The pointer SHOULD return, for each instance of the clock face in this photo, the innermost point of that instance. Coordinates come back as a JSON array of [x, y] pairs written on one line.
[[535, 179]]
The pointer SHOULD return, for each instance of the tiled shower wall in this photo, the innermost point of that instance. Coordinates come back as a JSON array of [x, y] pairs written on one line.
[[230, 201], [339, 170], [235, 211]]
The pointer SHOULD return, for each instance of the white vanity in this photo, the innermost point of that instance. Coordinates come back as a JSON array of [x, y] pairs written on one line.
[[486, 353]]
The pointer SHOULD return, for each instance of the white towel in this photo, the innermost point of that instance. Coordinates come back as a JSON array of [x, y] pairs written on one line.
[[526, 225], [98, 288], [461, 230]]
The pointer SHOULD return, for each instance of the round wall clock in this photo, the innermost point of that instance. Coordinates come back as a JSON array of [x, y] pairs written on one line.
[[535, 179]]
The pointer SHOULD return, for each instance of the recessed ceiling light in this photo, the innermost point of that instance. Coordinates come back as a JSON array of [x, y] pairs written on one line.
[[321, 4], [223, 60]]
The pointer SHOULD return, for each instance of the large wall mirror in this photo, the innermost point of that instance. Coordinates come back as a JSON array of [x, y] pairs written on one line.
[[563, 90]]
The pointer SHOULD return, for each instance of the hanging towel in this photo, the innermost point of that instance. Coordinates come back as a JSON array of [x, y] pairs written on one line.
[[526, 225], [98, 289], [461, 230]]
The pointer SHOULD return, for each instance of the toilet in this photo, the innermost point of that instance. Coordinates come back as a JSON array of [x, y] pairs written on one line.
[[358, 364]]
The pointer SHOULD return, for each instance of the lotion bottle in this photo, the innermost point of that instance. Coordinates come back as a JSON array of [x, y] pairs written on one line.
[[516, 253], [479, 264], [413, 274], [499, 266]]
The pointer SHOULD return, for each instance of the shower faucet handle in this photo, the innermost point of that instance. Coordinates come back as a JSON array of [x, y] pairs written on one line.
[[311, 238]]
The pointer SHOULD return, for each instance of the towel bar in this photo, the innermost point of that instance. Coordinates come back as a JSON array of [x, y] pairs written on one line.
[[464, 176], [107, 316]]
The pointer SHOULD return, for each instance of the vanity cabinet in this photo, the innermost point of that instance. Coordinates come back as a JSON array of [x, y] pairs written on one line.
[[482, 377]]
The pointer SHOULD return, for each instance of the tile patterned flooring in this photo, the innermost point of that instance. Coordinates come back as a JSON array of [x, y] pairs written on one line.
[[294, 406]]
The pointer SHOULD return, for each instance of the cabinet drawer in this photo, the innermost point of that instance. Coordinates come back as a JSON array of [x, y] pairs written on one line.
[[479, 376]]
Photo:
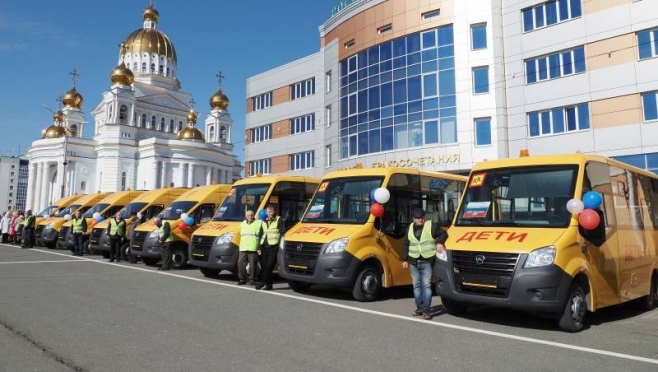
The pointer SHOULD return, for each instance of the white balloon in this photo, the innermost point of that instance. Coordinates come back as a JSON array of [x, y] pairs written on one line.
[[382, 195], [575, 206]]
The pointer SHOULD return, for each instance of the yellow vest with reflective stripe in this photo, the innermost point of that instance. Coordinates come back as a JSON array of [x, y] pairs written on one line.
[[169, 239], [271, 233], [249, 235], [117, 228], [77, 225], [426, 246]]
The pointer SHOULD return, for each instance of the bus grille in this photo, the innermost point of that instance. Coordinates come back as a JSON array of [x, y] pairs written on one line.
[[62, 233], [301, 258], [137, 242], [201, 247], [484, 273]]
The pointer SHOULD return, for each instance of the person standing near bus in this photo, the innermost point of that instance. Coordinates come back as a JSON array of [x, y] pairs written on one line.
[[250, 233], [273, 230], [116, 229], [164, 239], [28, 230], [422, 243], [78, 229]]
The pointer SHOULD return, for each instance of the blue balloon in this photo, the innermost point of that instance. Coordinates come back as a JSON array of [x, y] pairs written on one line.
[[592, 200]]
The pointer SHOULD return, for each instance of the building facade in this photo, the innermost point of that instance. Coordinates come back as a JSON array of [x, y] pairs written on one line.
[[442, 85], [13, 181], [145, 134]]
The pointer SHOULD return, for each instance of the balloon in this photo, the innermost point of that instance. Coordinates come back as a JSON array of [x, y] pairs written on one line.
[[592, 200], [377, 209], [382, 195], [589, 219], [575, 206]]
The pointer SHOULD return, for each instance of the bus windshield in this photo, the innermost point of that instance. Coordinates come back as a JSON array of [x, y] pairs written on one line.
[[527, 197], [100, 207], [239, 200], [68, 210], [174, 211], [132, 207], [342, 200]]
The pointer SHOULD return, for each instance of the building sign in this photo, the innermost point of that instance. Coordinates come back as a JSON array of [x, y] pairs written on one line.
[[341, 5], [418, 162]]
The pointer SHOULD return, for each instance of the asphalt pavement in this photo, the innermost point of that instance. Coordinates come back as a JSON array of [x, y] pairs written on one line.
[[65, 313]]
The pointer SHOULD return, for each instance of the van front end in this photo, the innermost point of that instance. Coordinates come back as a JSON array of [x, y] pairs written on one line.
[[215, 247]]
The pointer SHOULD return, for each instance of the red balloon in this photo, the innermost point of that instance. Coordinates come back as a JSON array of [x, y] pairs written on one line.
[[589, 219], [377, 209]]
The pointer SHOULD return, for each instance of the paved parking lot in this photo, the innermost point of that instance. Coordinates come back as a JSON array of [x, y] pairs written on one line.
[[59, 312]]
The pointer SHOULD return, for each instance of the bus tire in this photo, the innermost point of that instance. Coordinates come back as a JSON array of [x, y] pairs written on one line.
[[209, 273], [650, 301], [453, 307], [572, 318], [368, 284], [300, 287], [178, 258]]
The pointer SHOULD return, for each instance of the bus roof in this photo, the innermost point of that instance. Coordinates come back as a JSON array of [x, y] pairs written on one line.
[[578, 159], [272, 179], [390, 171]]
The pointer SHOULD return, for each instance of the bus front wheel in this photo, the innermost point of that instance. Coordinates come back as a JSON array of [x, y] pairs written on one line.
[[573, 315]]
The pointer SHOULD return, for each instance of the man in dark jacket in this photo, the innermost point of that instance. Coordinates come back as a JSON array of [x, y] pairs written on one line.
[[421, 245]]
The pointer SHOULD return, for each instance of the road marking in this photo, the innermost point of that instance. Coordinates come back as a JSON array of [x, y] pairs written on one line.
[[394, 316], [21, 262]]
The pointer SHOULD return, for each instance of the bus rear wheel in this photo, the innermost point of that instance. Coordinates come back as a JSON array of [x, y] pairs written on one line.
[[573, 315], [368, 284]]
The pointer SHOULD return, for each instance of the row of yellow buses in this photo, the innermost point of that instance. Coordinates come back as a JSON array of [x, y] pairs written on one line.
[[512, 240]]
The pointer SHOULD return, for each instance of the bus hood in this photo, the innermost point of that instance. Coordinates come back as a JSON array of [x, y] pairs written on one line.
[[320, 233], [501, 239]]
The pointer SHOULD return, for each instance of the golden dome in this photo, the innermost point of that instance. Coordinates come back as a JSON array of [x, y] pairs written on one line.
[[55, 131], [72, 99], [190, 133], [122, 75], [219, 101], [59, 116], [151, 14]]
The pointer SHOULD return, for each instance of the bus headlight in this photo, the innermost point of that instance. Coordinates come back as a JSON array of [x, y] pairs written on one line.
[[337, 246], [224, 238], [540, 257]]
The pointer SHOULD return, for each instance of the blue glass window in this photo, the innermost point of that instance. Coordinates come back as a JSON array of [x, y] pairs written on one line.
[[482, 132], [481, 80], [649, 106], [479, 36]]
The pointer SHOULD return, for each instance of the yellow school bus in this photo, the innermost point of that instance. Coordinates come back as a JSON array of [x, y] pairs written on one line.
[[46, 214], [515, 243], [105, 208], [341, 244], [146, 205], [214, 247], [199, 203], [48, 231]]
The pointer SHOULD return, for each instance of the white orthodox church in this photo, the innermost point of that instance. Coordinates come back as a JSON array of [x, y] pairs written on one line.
[[145, 134]]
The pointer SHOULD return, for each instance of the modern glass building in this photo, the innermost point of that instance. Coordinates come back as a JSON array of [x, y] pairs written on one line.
[[442, 85]]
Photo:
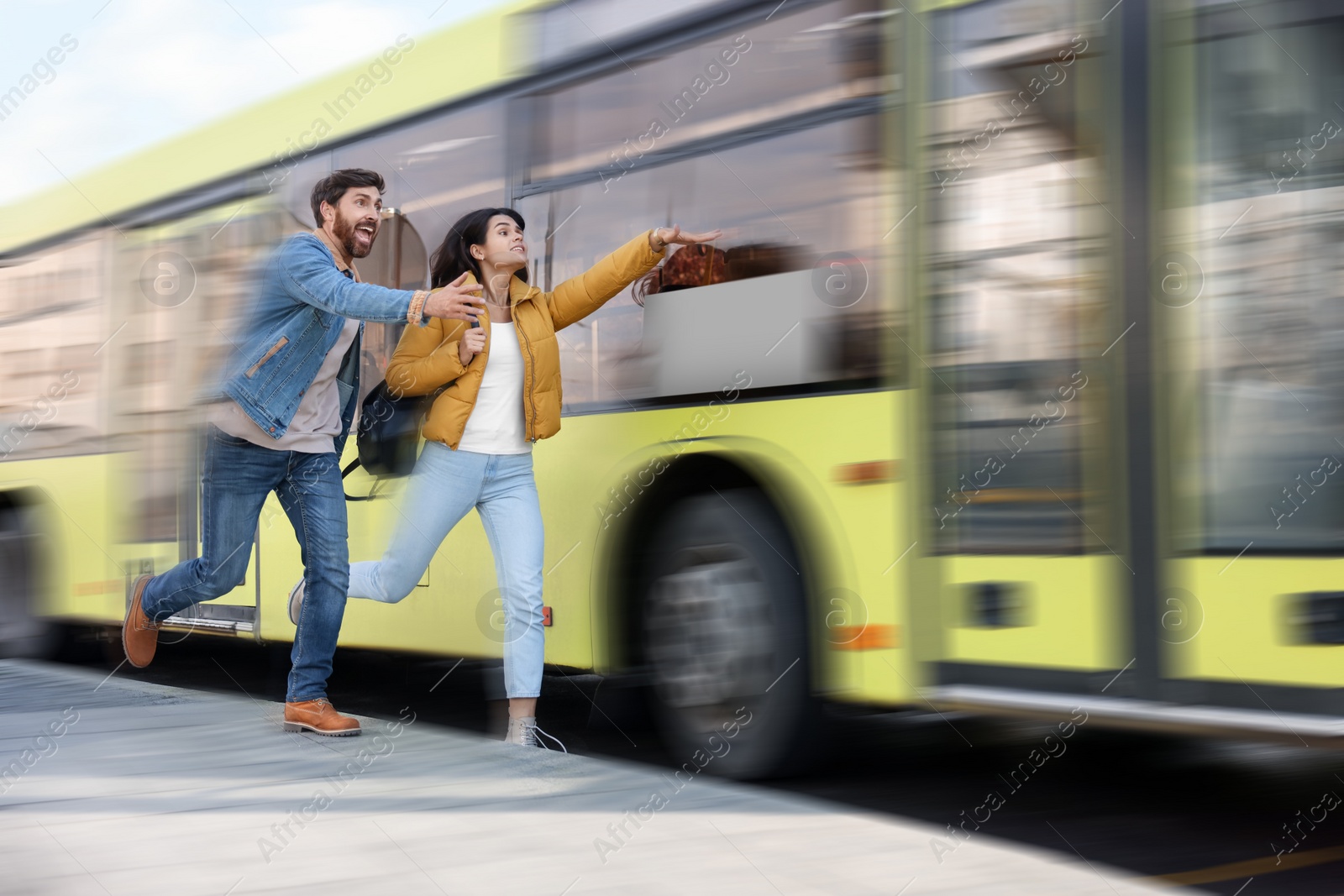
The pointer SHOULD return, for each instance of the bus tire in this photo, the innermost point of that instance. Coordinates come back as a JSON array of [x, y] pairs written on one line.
[[24, 636], [725, 637]]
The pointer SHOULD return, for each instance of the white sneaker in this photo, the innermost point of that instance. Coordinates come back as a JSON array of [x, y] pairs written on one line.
[[296, 602], [523, 732]]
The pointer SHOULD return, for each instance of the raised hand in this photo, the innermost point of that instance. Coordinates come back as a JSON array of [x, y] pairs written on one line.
[[456, 301], [662, 237]]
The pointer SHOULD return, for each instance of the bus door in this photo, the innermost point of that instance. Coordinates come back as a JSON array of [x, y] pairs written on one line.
[[1016, 367], [1249, 302]]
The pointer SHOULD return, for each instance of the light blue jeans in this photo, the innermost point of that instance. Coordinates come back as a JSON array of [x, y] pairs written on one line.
[[444, 486]]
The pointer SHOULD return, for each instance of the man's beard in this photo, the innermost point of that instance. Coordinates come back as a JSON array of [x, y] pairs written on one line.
[[344, 231]]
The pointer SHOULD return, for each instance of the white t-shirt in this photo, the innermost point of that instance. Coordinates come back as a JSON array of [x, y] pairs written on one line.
[[318, 418], [496, 421]]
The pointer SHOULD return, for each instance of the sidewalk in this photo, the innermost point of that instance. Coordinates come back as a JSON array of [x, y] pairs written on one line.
[[118, 788]]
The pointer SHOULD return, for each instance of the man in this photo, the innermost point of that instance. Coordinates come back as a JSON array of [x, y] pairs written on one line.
[[292, 391]]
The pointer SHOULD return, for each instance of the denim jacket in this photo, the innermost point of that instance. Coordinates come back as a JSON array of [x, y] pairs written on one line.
[[306, 296]]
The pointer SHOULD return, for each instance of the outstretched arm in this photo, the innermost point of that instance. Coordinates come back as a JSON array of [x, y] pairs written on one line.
[[580, 296], [308, 275]]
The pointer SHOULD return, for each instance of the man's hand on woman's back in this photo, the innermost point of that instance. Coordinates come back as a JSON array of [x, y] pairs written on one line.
[[456, 301]]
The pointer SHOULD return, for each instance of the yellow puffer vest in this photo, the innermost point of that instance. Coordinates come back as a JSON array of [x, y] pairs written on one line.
[[427, 356]]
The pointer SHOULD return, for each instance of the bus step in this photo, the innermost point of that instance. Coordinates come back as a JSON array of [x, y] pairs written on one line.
[[217, 618]]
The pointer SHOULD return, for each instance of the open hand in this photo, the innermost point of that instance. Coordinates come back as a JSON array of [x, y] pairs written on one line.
[[470, 344], [662, 237], [456, 301]]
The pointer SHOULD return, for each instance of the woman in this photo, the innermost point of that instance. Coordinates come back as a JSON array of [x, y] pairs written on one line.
[[503, 394]]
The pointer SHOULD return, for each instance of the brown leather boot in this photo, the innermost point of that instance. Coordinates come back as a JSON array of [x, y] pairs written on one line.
[[139, 636], [320, 718]]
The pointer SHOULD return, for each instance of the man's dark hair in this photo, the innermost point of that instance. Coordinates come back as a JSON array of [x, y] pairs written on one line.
[[333, 186]]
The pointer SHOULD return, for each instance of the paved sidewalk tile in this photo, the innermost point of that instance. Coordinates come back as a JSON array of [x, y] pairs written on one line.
[[159, 790]]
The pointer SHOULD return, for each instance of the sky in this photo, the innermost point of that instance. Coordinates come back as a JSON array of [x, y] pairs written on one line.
[[134, 73]]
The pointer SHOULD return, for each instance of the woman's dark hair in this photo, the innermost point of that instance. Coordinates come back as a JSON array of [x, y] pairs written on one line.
[[454, 255], [333, 186]]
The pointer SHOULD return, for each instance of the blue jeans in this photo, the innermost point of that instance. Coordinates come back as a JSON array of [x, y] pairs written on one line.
[[235, 481], [445, 485]]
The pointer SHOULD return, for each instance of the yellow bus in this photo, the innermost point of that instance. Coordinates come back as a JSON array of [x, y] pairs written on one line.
[[1007, 390]]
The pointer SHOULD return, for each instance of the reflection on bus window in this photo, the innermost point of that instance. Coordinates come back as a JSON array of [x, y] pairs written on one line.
[[1268, 329], [753, 304], [1019, 244]]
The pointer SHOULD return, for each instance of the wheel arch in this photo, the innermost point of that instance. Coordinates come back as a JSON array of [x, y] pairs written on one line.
[[638, 504]]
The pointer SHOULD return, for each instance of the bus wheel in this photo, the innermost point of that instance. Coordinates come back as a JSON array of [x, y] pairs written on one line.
[[726, 638], [22, 634]]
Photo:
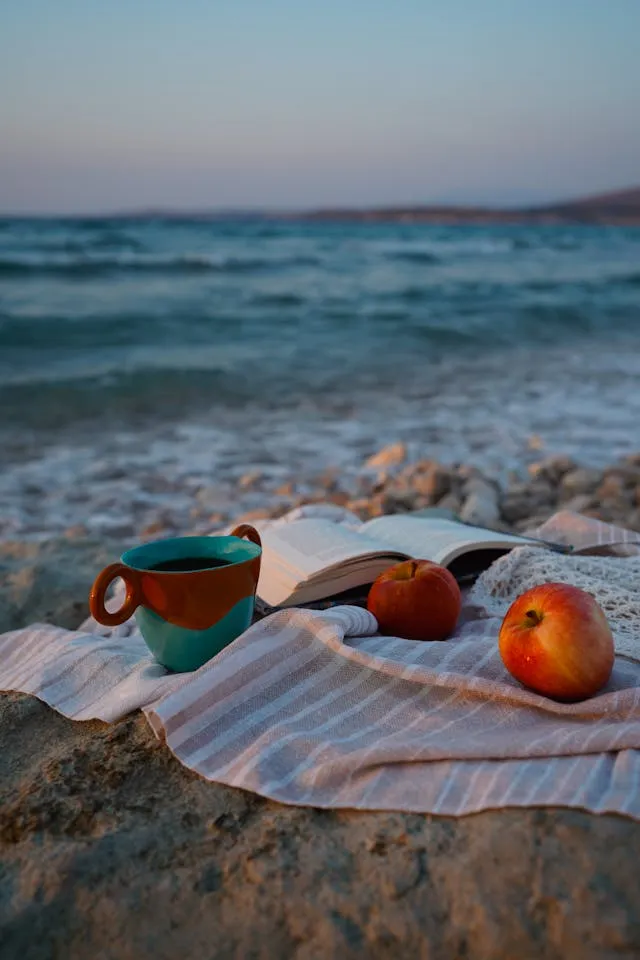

Challenge -> Reproduce the items word for word, beginning with the first line and ending after the line that contains "[[486, 353]]".

Answer in full ->
The pointer SHOULD return, for each instance of the clock face in this photo, the innermost point of that instance. Coordinates come back as a JSON array of [x, y] pairs written on one line.
[[535, 179]]
The pointer SHOULD return, for each instance of the tiled shower wall in this photo, the innermost point of that instance. Coordinates come back as a JSON array of [x, y] pairs written on one line.
[[230, 201], [339, 170], [235, 211]]
The pointer SHOULD return, for each instance of the white vanity in this photo, the innermost point of that instance. Coordinates come back as a JSON array of [x, y] pairs written on one line.
[[486, 353]]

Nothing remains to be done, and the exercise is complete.